- SHORT PROBLEM -
Return every record verbatim.
-- START ENTRIES --
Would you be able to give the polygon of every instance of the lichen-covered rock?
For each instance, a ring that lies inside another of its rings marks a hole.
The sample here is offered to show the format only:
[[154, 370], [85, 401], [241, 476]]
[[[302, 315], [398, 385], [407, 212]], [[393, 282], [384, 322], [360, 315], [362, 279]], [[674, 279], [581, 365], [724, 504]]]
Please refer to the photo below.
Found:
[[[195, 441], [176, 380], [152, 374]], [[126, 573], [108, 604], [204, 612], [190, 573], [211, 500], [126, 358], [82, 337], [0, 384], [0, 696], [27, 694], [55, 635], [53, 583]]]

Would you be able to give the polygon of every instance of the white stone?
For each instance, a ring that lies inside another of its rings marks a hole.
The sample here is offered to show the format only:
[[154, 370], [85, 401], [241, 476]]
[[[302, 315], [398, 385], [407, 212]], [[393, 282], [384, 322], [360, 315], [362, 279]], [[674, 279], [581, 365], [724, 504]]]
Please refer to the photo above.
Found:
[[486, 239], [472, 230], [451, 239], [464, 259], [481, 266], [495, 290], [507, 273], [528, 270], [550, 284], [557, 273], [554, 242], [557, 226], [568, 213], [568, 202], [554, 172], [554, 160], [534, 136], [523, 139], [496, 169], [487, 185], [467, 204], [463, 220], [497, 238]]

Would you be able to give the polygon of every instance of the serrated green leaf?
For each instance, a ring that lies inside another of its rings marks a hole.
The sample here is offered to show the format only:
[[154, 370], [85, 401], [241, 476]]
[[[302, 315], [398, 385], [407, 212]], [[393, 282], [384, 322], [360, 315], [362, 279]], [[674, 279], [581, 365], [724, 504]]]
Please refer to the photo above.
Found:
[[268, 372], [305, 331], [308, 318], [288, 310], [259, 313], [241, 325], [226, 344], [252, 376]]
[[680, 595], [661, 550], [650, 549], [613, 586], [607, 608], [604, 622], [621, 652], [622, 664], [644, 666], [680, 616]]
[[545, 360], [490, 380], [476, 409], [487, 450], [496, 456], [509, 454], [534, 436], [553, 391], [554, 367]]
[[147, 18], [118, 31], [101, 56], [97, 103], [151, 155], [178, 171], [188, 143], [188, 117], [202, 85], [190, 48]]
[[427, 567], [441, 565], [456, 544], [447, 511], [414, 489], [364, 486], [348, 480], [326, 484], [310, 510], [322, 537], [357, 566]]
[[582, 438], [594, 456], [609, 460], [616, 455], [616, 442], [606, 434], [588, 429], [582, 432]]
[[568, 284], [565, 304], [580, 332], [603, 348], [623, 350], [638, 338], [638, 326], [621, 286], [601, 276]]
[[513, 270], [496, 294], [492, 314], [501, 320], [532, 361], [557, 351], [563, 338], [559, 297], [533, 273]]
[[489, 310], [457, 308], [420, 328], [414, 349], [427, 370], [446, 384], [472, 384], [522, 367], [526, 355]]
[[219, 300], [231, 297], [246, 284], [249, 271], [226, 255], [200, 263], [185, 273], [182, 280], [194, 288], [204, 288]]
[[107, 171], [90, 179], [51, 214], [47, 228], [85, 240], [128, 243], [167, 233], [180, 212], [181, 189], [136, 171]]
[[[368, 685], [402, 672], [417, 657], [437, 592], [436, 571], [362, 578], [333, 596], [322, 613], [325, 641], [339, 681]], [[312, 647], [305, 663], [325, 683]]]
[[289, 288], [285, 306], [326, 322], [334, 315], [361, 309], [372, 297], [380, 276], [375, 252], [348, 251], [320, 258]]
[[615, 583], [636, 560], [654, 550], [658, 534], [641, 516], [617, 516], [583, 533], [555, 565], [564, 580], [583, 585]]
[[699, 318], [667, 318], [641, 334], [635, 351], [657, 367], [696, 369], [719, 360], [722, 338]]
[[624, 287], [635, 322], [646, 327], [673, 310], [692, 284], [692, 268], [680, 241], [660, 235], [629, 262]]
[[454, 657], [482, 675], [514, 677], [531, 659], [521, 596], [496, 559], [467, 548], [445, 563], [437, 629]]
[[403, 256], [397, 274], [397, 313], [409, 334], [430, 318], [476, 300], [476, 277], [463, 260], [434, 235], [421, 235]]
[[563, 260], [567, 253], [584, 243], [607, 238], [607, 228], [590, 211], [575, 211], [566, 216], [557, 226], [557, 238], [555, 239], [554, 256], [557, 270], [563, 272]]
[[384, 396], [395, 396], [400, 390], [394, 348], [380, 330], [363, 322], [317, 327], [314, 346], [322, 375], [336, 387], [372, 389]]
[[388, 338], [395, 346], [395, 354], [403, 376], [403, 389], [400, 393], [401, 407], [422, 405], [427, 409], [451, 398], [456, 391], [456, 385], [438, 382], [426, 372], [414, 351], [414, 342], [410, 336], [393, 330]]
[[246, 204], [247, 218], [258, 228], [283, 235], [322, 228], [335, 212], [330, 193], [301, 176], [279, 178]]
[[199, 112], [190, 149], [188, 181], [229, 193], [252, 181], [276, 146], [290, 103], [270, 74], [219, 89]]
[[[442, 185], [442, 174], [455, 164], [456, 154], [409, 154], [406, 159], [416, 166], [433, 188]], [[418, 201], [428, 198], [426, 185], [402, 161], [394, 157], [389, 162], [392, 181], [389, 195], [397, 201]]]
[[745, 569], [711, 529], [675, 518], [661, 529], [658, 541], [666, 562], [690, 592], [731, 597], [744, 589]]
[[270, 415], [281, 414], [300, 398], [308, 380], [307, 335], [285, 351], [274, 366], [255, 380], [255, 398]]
-- END ENTRIES --
- WRITTEN REPLY -
Would you be able to give the polygon of every instance of the lichen-covered rock?
For each instance, a ring that lies inside another of its rings marks a hole.
The sample here is offered to show the format only:
[[154, 370], [85, 401], [241, 476]]
[[[302, 315], [398, 385], [407, 212]], [[393, 282], [384, 322], [360, 315], [362, 279]], [[674, 279], [581, 365], [724, 504]]]
Please refer to the photo below.
Found:
[[[195, 441], [176, 380], [152, 374]], [[126, 573], [108, 604], [204, 612], [190, 573], [211, 500], [126, 358], [82, 337], [0, 384], [0, 696], [27, 694], [55, 635], [53, 583]]]

Would you be able to give the polygon of every instance of the white stone?
For each instance, a ring that lies inside another of its rings marks a hole.
The sample here is offered to show the format only:
[[154, 370], [85, 401], [241, 476]]
[[[302, 315], [398, 385], [407, 212]], [[393, 282], [384, 322], [360, 315], [362, 279]], [[674, 279], [581, 365], [724, 504]]]
Please refer to the photo above.
Found:
[[486, 239], [472, 230], [451, 239], [464, 259], [481, 266], [495, 290], [507, 273], [528, 270], [550, 284], [557, 273], [554, 242], [557, 226], [568, 213], [568, 202], [554, 172], [554, 160], [534, 136], [523, 139], [496, 169], [487, 185], [467, 204], [463, 220], [497, 238]]

Would you be able to give the polygon of every instance of the serrated green leaf?
For each instance, a ring that lies inside another of its rings marks a hole.
The sample here is offered to show the format only:
[[154, 370], [85, 401], [241, 476]]
[[[302, 315], [398, 385], [407, 212]], [[393, 282], [384, 322], [360, 315], [362, 279]], [[674, 279], [581, 365], [724, 504]]]
Please refer to the photo above.
Found:
[[268, 372], [305, 331], [308, 318], [288, 310], [259, 313], [241, 325], [226, 344], [252, 376]]
[[680, 595], [661, 550], [650, 549], [613, 586], [607, 608], [604, 622], [621, 652], [622, 664], [644, 666], [680, 616]]
[[545, 360], [490, 380], [476, 409], [487, 450], [496, 456], [509, 454], [534, 436], [553, 391], [554, 367]]
[[147, 18], [118, 31], [101, 56], [97, 103], [151, 155], [178, 171], [188, 143], [188, 117], [202, 85], [190, 48]]
[[427, 567], [441, 565], [456, 544], [447, 511], [414, 489], [364, 486], [348, 480], [326, 484], [310, 510], [322, 537], [357, 566]]
[[582, 438], [594, 456], [609, 460], [616, 455], [616, 442], [606, 434], [588, 429], [582, 432]]
[[568, 284], [565, 304], [580, 332], [603, 348], [623, 350], [638, 338], [638, 326], [621, 286], [601, 276]]
[[513, 270], [496, 294], [492, 314], [501, 320], [532, 361], [557, 351], [563, 338], [559, 297], [533, 273]]
[[489, 310], [457, 308], [420, 328], [414, 349], [427, 370], [446, 384], [472, 384], [522, 367], [526, 355]]
[[219, 300], [231, 297], [246, 284], [249, 271], [226, 255], [200, 263], [185, 273], [182, 280], [194, 288], [204, 288]]
[[107, 171], [90, 179], [51, 214], [47, 228], [85, 240], [128, 243], [167, 233], [180, 212], [181, 189], [136, 171]]
[[[368, 685], [402, 672], [417, 657], [437, 592], [436, 571], [362, 578], [333, 596], [322, 613], [325, 641], [339, 681]], [[312, 647], [305, 663], [325, 683]]]
[[289, 288], [285, 306], [326, 322], [334, 315], [361, 309], [372, 297], [380, 276], [375, 252], [348, 251], [320, 258]]
[[615, 583], [636, 560], [654, 550], [658, 534], [641, 516], [617, 516], [583, 533], [555, 565], [564, 580], [583, 585]]
[[699, 318], [667, 318], [641, 334], [635, 351], [657, 367], [696, 369], [719, 360], [722, 338]]
[[624, 287], [635, 322], [646, 327], [673, 310], [692, 284], [692, 268], [680, 241], [660, 235], [629, 262]]
[[454, 657], [482, 675], [514, 677], [531, 659], [521, 596], [496, 559], [467, 548], [445, 563], [437, 629]]
[[403, 256], [397, 274], [397, 313], [409, 334], [430, 318], [476, 300], [476, 277], [463, 260], [434, 235], [421, 235]]
[[563, 260], [567, 253], [584, 243], [607, 238], [607, 228], [590, 211], [575, 211], [566, 216], [557, 226], [557, 238], [555, 239], [554, 256], [557, 270], [563, 272]]
[[384, 396], [395, 396], [400, 390], [394, 348], [380, 330], [363, 322], [317, 327], [314, 346], [322, 375], [336, 387], [372, 389]]
[[388, 338], [395, 346], [395, 354], [403, 376], [403, 389], [400, 393], [401, 407], [422, 405], [427, 409], [451, 398], [456, 391], [456, 385], [438, 382], [426, 372], [414, 351], [414, 342], [410, 336], [393, 330]]
[[246, 204], [247, 218], [258, 228], [283, 235], [322, 228], [335, 212], [330, 193], [301, 176], [279, 178]]
[[199, 112], [190, 149], [188, 181], [229, 193], [252, 181], [276, 146], [290, 103], [270, 74], [219, 89]]
[[[442, 185], [442, 174], [455, 164], [456, 154], [409, 154], [406, 159], [416, 166], [433, 188]], [[418, 201], [428, 198], [426, 185], [402, 161], [394, 157], [389, 162], [392, 181], [389, 195], [397, 201]]]
[[745, 569], [711, 529], [675, 518], [661, 529], [658, 541], [666, 562], [690, 592], [731, 597], [744, 589]]
[[270, 415], [281, 414], [300, 398], [308, 380], [307, 335], [285, 351], [274, 366], [255, 380], [255, 398]]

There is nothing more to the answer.